## EXERCISE
Only the lines of the data below from the one with "If you could place a marker on the mountain in" through the one with "If you could place a marker on the distant" are wanted. Repeat them exactly.

## SUPPLIED MATERIAL
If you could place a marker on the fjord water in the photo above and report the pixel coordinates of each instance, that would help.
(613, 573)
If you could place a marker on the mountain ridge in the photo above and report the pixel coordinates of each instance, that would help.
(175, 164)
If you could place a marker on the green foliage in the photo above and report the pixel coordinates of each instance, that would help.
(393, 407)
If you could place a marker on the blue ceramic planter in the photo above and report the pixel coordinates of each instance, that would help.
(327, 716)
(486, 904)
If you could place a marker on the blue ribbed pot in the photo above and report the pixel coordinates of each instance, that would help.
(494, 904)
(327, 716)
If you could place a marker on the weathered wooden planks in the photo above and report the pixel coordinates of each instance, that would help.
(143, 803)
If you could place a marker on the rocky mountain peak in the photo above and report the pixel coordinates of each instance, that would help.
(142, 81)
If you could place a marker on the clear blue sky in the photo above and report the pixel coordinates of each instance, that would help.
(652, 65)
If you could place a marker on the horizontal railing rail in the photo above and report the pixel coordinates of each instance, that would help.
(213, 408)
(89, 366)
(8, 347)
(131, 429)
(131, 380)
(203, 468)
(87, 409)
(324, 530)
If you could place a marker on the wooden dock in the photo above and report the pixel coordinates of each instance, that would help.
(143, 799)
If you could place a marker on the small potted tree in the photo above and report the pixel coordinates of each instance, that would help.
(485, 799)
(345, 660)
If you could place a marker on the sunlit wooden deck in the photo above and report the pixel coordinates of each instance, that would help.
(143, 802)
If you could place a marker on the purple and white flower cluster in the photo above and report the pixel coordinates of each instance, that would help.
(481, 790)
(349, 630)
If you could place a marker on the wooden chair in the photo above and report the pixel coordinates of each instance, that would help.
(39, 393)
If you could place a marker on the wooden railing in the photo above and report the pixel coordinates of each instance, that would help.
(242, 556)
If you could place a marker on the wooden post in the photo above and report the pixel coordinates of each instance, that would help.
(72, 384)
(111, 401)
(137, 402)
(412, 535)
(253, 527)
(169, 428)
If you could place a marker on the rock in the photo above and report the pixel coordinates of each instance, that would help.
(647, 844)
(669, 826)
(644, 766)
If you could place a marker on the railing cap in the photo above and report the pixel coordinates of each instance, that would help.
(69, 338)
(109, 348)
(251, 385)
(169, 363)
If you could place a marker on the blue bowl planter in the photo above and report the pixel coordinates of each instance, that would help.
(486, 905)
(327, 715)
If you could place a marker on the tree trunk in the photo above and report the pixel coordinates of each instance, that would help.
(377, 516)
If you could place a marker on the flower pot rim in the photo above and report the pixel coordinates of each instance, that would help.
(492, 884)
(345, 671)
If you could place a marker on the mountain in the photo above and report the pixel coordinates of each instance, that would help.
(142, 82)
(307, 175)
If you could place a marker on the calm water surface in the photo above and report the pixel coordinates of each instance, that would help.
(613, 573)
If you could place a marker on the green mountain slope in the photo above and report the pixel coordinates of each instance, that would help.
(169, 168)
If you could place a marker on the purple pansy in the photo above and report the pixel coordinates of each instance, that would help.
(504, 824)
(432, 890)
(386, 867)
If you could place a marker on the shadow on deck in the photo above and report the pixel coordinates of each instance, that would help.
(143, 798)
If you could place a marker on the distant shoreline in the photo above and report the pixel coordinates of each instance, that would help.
==
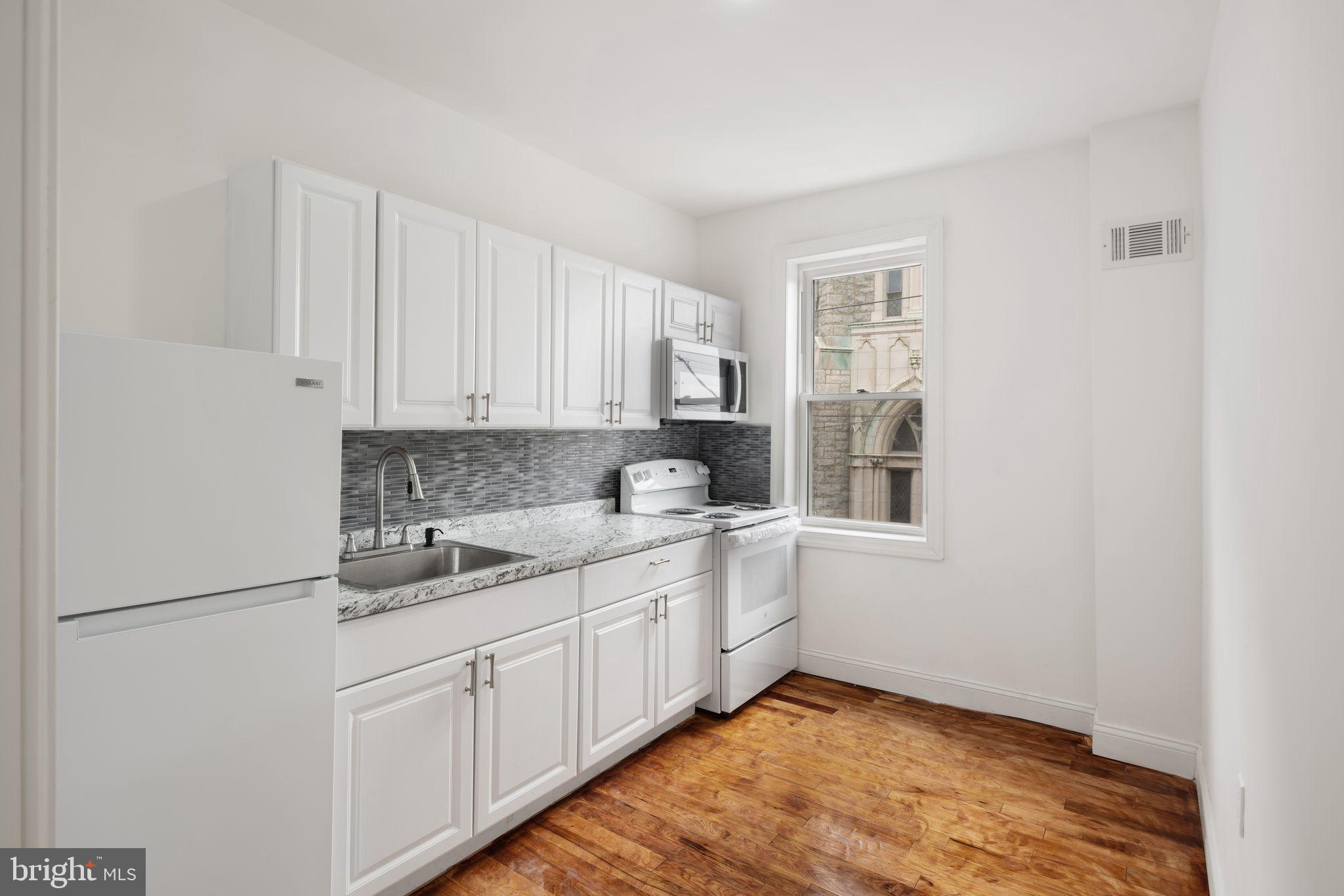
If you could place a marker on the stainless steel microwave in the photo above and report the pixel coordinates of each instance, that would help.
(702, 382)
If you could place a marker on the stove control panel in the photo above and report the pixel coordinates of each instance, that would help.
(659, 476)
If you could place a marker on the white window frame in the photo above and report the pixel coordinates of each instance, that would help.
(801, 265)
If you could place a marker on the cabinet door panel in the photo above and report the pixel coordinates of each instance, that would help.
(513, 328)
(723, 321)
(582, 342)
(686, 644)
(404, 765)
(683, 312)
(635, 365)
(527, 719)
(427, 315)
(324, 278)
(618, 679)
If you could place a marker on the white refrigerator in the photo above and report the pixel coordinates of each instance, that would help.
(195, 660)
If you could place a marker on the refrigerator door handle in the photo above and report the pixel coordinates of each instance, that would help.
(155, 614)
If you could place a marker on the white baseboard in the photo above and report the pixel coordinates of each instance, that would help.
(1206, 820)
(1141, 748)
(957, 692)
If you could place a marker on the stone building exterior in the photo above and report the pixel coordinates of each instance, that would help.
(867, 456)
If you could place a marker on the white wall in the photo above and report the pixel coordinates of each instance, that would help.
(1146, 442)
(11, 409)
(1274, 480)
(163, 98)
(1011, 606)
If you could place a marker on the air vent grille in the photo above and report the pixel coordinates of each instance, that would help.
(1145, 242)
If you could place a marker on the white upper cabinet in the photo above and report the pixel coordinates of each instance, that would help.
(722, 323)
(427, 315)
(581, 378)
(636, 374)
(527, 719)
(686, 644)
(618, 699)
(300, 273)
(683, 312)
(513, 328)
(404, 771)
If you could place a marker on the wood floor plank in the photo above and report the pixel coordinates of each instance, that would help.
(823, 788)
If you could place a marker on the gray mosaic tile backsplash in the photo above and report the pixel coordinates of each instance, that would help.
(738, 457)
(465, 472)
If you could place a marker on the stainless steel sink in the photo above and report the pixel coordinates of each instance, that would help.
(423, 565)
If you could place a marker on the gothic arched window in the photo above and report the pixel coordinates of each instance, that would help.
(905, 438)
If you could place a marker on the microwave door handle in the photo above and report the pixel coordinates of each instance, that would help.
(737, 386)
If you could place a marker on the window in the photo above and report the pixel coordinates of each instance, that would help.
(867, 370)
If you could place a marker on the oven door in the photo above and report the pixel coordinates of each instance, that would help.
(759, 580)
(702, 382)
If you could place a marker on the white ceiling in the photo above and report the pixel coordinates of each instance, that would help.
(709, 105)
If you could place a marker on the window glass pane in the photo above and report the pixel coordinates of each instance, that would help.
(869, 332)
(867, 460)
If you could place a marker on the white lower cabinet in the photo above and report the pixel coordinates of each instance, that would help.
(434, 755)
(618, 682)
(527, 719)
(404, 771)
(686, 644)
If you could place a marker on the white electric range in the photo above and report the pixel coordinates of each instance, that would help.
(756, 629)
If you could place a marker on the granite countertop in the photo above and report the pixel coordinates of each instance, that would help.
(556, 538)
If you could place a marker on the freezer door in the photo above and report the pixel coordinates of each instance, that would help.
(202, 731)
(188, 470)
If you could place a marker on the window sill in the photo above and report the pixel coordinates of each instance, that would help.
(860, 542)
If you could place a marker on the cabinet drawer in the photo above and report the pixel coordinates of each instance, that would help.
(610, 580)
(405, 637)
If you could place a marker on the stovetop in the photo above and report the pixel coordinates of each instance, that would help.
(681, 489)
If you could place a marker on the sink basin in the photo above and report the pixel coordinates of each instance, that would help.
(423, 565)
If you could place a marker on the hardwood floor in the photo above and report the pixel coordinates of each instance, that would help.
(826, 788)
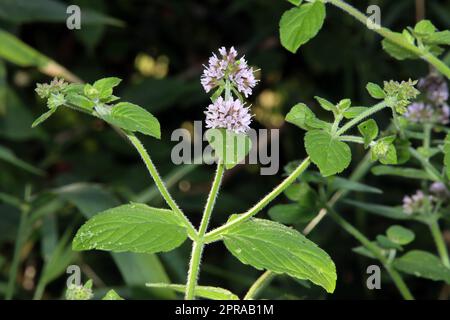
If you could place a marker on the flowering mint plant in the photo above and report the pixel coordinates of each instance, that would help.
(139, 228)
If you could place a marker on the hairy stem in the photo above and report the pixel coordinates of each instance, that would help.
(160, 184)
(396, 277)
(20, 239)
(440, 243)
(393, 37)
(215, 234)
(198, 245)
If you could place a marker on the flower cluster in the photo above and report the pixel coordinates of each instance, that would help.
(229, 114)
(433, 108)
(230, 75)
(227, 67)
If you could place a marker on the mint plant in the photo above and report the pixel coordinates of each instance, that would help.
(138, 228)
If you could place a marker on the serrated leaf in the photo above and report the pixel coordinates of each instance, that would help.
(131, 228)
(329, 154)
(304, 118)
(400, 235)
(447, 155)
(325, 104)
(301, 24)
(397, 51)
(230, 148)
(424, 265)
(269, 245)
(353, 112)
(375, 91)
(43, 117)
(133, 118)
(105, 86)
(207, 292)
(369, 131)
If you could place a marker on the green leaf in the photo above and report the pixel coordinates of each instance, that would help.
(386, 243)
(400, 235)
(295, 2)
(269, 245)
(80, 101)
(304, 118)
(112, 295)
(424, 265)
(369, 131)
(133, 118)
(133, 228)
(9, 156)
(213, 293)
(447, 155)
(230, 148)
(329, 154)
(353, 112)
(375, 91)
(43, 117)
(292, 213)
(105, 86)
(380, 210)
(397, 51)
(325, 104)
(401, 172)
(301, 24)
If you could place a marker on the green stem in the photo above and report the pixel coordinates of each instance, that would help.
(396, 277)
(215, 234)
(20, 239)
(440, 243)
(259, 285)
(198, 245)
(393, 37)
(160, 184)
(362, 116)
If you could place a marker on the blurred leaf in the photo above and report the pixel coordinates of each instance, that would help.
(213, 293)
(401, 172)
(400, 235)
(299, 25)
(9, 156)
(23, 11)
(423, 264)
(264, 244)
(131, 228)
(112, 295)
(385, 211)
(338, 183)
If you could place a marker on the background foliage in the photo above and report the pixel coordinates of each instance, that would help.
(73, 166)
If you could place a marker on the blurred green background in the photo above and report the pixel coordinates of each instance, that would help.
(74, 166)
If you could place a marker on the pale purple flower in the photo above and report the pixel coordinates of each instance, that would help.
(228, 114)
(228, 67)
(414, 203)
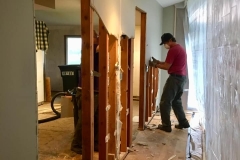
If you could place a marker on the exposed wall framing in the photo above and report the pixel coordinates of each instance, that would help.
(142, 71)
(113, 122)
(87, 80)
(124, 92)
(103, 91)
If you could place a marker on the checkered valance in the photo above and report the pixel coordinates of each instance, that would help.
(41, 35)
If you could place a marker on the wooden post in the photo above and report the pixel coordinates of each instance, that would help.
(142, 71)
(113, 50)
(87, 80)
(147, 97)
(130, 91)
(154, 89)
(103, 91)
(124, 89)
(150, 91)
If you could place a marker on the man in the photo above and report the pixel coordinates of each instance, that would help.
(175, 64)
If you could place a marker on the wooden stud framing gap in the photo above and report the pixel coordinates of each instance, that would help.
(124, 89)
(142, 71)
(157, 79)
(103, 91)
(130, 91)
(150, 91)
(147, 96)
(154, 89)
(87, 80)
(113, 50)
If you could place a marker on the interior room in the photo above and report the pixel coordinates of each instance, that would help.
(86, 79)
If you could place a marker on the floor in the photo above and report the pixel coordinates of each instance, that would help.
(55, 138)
---
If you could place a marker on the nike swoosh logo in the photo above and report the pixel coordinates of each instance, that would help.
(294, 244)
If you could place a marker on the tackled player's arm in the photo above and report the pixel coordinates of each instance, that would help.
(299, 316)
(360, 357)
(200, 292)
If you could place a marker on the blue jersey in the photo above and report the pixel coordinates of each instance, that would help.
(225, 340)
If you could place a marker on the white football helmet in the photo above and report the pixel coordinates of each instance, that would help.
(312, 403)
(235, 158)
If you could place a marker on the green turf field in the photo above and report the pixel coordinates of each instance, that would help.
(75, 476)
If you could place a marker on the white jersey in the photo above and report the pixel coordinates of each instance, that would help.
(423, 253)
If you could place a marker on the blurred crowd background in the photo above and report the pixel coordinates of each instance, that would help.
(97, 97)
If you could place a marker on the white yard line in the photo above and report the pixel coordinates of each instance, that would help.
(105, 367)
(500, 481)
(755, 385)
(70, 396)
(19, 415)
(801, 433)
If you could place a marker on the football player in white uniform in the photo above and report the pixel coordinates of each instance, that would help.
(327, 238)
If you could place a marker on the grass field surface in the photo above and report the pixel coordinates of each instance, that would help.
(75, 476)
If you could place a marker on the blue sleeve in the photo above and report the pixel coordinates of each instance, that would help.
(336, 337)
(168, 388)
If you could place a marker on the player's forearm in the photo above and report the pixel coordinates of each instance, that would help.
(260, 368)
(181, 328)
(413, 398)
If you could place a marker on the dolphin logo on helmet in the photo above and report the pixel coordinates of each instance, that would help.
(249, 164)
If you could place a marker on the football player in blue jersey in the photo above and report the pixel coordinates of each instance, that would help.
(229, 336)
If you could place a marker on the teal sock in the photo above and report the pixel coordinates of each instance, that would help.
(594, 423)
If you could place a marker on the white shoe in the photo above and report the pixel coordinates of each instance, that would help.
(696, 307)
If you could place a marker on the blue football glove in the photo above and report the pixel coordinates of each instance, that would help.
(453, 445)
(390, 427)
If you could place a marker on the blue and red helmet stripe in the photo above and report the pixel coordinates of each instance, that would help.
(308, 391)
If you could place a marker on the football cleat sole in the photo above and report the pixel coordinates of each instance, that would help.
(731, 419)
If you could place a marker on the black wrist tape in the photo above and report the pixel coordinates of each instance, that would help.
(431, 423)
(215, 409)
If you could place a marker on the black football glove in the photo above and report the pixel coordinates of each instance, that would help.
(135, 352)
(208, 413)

## TASK ANSWER
If you could place a marker on the mountain in the photo above and report the pixel coordinates of each instance, that would help.
(142, 82)
(307, 175)
If you could place a marker on the calm water surface in the photo above and report the pixel coordinates of each instance, that would help.
(613, 573)
If you could place a marker on the green mountain slope in the photo above and report the pixel coordinates of each instance, that would help.
(169, 168)
If you could place a marker on the purple pansy in the photo above and report the pixel coordinates of each instance, that would help.
(504, 824)
(432, 890)
(386, 867)
If you could place a marker on the shadow on deck in the photo above and report the pixel coordinates of each instance, that would help.
(143, 798)
If you could place a marker on the distant shoreline in the photo above and report the pixel coordinates of each instance, that would help.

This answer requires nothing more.